**Given instruction 1**
In the self-publishing article, how many books does the publisher say it has helped publish?
**Given instruction 2**
Continue the self-publishing article from the point where it ends.

What is the secret ingredient to successful publishing? Well my friend, actually, there are three. And if you can incorporate each into your publishing plan, your chances of success are on the rise like a perfectly leavened sourdough.
How do we know? Because we’ve helped publish over three million books and after a while, you start to notice some patterns. So today, I’d like to share with you three surefire ways to set yourself up for the sweet, sweet taste of self-publishing success. Also, we’re just getting started with the cooking metaphors, so tie on that apron!
We’re going to start with the assumption that the content you have created is amazing because you’re amazing. So starting there, next you will need:
1. A Great Cover Design
We all judge books by their covers. Let’s just get that out in the open. We’re not bad people, it’s just a fact of life. This is especially true when it comes to self-published books. Nothing hurts my soul more than seeing a wonderfully written book wrapped up in a Microsoft Paint file. Don’t do that to yourself. Or your readers.
Make sure that you have the budget for a cover designer or a favor to call in with a graphic designer friend. When you look at the most successful self-published authors on Lulu, you will notice they all have fabulous covers. This is not a coincidence. We eat with our eyes first, and if the cover isn’t appetizing, no one will stick around for the main course.
A good cover is also a tremendous marketing tool for your book and can help to drive audience engagement. As you’re working with your cover designer, share your progress with your audience and let them weigh in on what they like and what they don’t. It’s like offering a tasting menu and letting them choose their favorite. Doing this helps to get your readers involved in the early stages of development and helps gauge likely book sales once you do publish.
Here are a few examples of some deliciously designed Lulu book covers:
Top of Mason
I like to think that this is the first novel set in the world of modern professional skateboarding. But it isn’t really about skateboarding. It’s an adventure story about a guy trying to get over a break-up—intersecting the worlds of skateboarding, contemporary celebrity, and homelessness—all the while dealing with a late-twenties identity crisis.

**Provided records**
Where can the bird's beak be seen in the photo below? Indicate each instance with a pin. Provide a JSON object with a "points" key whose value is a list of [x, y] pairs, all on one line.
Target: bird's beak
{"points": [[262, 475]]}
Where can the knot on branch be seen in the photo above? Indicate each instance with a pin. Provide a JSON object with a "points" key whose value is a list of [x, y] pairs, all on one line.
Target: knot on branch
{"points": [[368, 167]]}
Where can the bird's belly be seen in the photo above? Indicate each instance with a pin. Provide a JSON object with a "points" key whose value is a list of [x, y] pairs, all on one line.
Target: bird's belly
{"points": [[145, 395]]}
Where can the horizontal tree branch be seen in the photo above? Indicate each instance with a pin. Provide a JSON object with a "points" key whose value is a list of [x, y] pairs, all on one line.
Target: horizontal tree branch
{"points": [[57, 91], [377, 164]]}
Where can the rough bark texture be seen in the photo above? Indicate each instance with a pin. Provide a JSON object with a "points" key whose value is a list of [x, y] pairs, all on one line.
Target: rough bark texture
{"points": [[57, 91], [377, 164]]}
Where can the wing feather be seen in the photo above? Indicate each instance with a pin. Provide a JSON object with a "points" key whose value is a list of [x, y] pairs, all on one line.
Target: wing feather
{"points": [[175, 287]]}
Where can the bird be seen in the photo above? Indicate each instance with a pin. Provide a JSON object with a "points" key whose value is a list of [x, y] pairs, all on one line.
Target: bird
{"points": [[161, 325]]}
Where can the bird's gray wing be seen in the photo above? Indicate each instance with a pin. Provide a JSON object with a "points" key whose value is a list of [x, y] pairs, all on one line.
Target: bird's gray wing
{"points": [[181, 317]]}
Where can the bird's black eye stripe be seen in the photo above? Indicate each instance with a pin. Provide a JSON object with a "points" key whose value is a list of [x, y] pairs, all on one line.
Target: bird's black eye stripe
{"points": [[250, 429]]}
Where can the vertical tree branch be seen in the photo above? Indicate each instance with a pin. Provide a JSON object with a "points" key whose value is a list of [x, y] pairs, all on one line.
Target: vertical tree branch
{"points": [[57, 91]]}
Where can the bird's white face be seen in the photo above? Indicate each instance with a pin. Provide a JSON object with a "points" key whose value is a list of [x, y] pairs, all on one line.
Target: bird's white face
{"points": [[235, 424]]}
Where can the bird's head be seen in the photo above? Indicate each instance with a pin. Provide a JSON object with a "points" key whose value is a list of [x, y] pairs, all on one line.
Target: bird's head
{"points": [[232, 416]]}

**Task output 1**
Over three million books.

**Task output 2**
The Day it Rained Forever
Alia Cannes, a psychologist, and writer, who lives a normal, simple, working-class life, finds herself in a terrifying situation one evening when she agrees to accompany a man at a bar to his hotel room.
You Are Enough
Bestselling transformative author Rainie Howard is here to tell you that You Are Enough in this powerful book that examines the connection between inner emotional struggle and negative relationships.
2. Thorough Editing and Formatting
Alright so we’ve nailed the presentation, but what happens when you open the book? Each day the stigma associated with self-publishing lessens. Unfortunately, some readers will still expect amateur covers and poorly edited text from your self-published book.
In this case, you do not want to live up to their expectations. Let them down in the best way possible by working with editors and designers to ensure your book meets the publishing industry standards.
Every book, from the top of the New York Times Best Sellers list to the bottom of the bargain bin at your local thrift store, is going to have some sort of error. That’s just the way it goes. Sadly, too many independently published authors have forgone the appropriate editing and formatting procedures, leaving their books rife with misspellings, misplaced commas, and missed opportunities to grow their audience.
Ensure that grammar and formatting errors don’t leave your readers full of frustration and find the professional services you need. If you’re not sure where to start, Lulu has you covered. Literally.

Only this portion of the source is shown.